### Quoted passage

Following is an example involving using a resource path helper.
Old:
client = Google::Cloud::Dataproc::WorkflowTemplateService.new
# Call the helper on the client class
name = Google::Cloud::Dataproc::V1::WorkflowTemplateServiceClient.
workflow_template_path("my-project", "us-central1", "my-template")
response = client.get_workflow_template name
New:
client = Google::Cloud::Dataproc.workflow_template_service
# Call the helper on the client instance, and use keyword arguments
name = client.workflow_template_path project: "my-project",
region: "us-central1",
workflow_template: "my-template"
response = client.get_workflow_template name: name
Because helpers take keyword arguments, some can now generate several different
variations on the path that were not available under earlier versions of the
library. For example, workflow_template_path
can generate paths with either
a region or location as the parent resource.

### Written request
Please reproduce the resource path helper passage word for word from "response = client.get_workflow_template name: name" to "the parent resource.". The data after this point has no connection to the resource path helper passage.

### Stored data
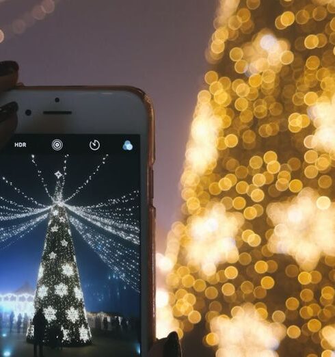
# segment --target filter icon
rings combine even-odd
[[[133,150],[133,144],[129,140],[126,140],[122,148],[123,150],[125,150],[126,151],[130,151],[131,150]]]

### Solution to this exercise
response = client.get_workflow_template name: name
Because helpers take keyword arguments, some can now generate several different
variations on the path that were not available under earlier versions of the
library. For example, workflow_template_path
can generate paths with either
a region or location as the parent resource.